• _EXERCISE AIM_
Put the lines below into a Markdown table with a Number column and a Text column, one row per line, skipping blank lines and leaving out the pictures.

------------------------------

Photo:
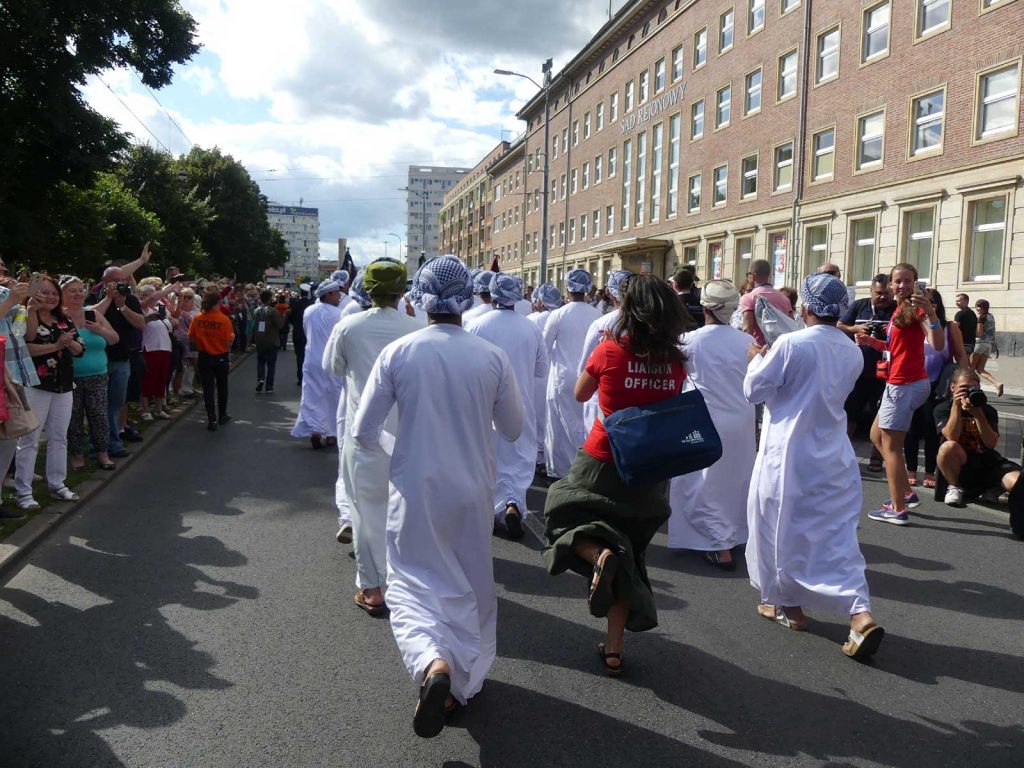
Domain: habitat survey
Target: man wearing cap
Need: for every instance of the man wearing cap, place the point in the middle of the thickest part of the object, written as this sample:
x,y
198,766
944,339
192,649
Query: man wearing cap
x,y
355,343
598,330
522,342
805,497
321,390
450,387
709,508
563,336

------------------------------

• _SOLUTION FOR THIS PROBLEM_
| Number | Text |
|---|---|
| 1 | Photo: |
| 2 | Domain: habitat survey |
| 3 | Target: man wearing cap |
| 4 | Need: for every instance of the man wearing cap, place the point in the middle of the thickest part of the object, written as this sample: |
| 5 | x,y |
| 6 | 198,766 |
| 7 | 944,339 |
| 8 | 192,649 |
| 9 | Query: man wearing cap |
| 10 | x,y |
| 11 | 355,343 |
| 12 | 598,330 |
| 13 | 522,342 |
| 14 | 805,497 |
| 15 | 321,390 |
| 16 | 450,387 |
| 17 | 709,508 |
| 18 | 563,336 |